• PASSAGE TO READ:
___

Looking back, it’s clear we were completely insane, suffering from some kind of naive covertly racist assumption that immersing ourselves in a cultural/economic demographic replicating the ones we both grew up in would somehow evoke and manifest the community spirit of the post-WW2 era and the straight-up Frank Capra glory of America in the 1950s. Sentimentality and nostalgia are the roots of fascism. Nostalgia is a lie. It’s always about a return to some imaginary Golden Age where everything was just dandy. We wanted a safe world, a world where locks were rarely actually locked.

That world is gone, if it ever really existed. It took me eight hard weeks to figure that out once and for all. Sentimentality and nostalgia fail miserably in the absence of a paycheck. I did manage to have some fun there, though. Not much, but some. It wasn’t clean wholesome 1950s fun, not at all.

We took occupancy on Friday, July 1st, 2005. It was a passable modern two-bedroom, one-and-a-half bath apartment with a practical kitchen in one of those sprawling two-to-three story corporate cookie-cutter monstrosities you see on the outskirts of every town in America. The information required to get into this $950/month Motel 6 was stunning in its breadth and scope. I don’t even give my Social Security number to anyone but the government or my employer. That’s my right and policy, and this tight brittle flared-nostril ice queen corporate fascist anti-Christ gorgon in a Hillary Clinton suit wanted my whole goddamned employment/family/financial history. We argued briefly. I won. I always do. I collect. I am here to collect.

On Saturday morning, I took Daisy to breakfast at The Bank, Lawrence’s version of a swank restaurant, located right at the head of the main drag, Massachusetts St. The Bank is named The Bank because it used to be one. That’s how clever they are out there. Breakfast sucked, nowhere near Waffle House or even IHOP, slightly below par for a Vegas buffet, and about half again the price to cover the pretension. We strolled Massachusetts St. for a while, dipping into the little shops and bars, all very quaint, then picked up some beers and headed home.

That evening, a ferocious thunderstorm rolled in. There are huge air-raid-style sirens out there that sound a public alert when a tornado might be imminent. They were howling. We had big windows in that place, and sat down with a joint and a couple of drinks to enjoy the storm. Our enjoyment was short-lived: the leaks began as drops, progressed to trickles, and proceeded to the outright flooding of the bedroom we were going to use as an office, as well as the stairwell. No tornado, but a thoroughly soaked wall and carpet and puddles of water creating a sort of swamp effect.

___

• PROMPT A:
In the passage about moving to Lawrence, how much was the monthly rent on the apartment?
• PROMPT B:
Reproduce the passage about moving to Lawrence, beginning at the words "On Saturday morning, I" and stopping after "and headed home.".
• PROMPT C:
Write the next part of the passage about moving to Lawrence, picking up after its last sentence.

• DATA SHOWN:
___

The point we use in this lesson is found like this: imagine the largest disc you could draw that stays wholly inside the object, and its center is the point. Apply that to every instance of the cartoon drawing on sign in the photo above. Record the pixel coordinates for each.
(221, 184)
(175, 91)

___

• EXPECTED OUTPUT A:
$950 a month.

• EXPECTED OUTPUT B:
On Saturday morning, I took Daisy to breakfast at The Bank, Lawrence’s version of a swank restaurant, located right at the head of the main drag, Massachusetts St. The Bank is named The Bank because it used to be one. That’s how clever they are out there. Breakfast sucked, nowhere near Waffle House or even IHOP, slightly below par for a Vegas buffet, and about half again the price to cover the pretension. We strolled Massachusetts St. for a while, dipping into the little shops and bars, all very quaint, then picked up some beers and headed home.

• EXPECTED OUTPUT C:
First thing Monday morning, I marched down to the management office and informed the manager that we needed to be relocated. Naturally, she resisted. I invited her over to inspect the damage, and that settled the argument. The place was clearly uninhabitable, already sprouting a bright pink mold on the freshly painted walls. I remarked that New Yorkers tend to call lawyers the way that farmers reach for shotguns. A week later, we moved into a nearly identical apartment a few doors down. Same basic layout, with a patio infested by a thriving colony of large and very menacing brown recluse spiders.

We had two cats that we loved above all else: Scooter, a large gray insanely intelligent Maine Coon partial to thievery and elaborate pranks, and Buster, a gorgeous orange and white Manx with a tail like a rabbit and the sweet loving disposition of an angel. They adored each other. They’d handled the move admirably, and were delighted with the carpeted stairs. They’d never had stairs before, and they took to chasing each other up and down, tumbling and rolling, hiding and springing, joyous as children at Christmas.

I was pounding the pavements of Lawrence looking for work. Daisy’s salary was meager by comparison with what she’d made at the Waldorf School in New York. It seemed okay. This was a brand new school and enrollment was limited to a handful of families willing to make a bold leap into an as-yet unformed educational environment. Some of the parents had helped us with the move from Swampland to Spiderland. They seemed like nice folks: sincere, intelligent, and adventurous. The school’s founder came over, a likable and charming trustafarian whose father had owned a small chain of department stores. I didn’t pick up on his slightly creepy Scientology vibe. I didn’t really get that about Waldorf Education in general until much later.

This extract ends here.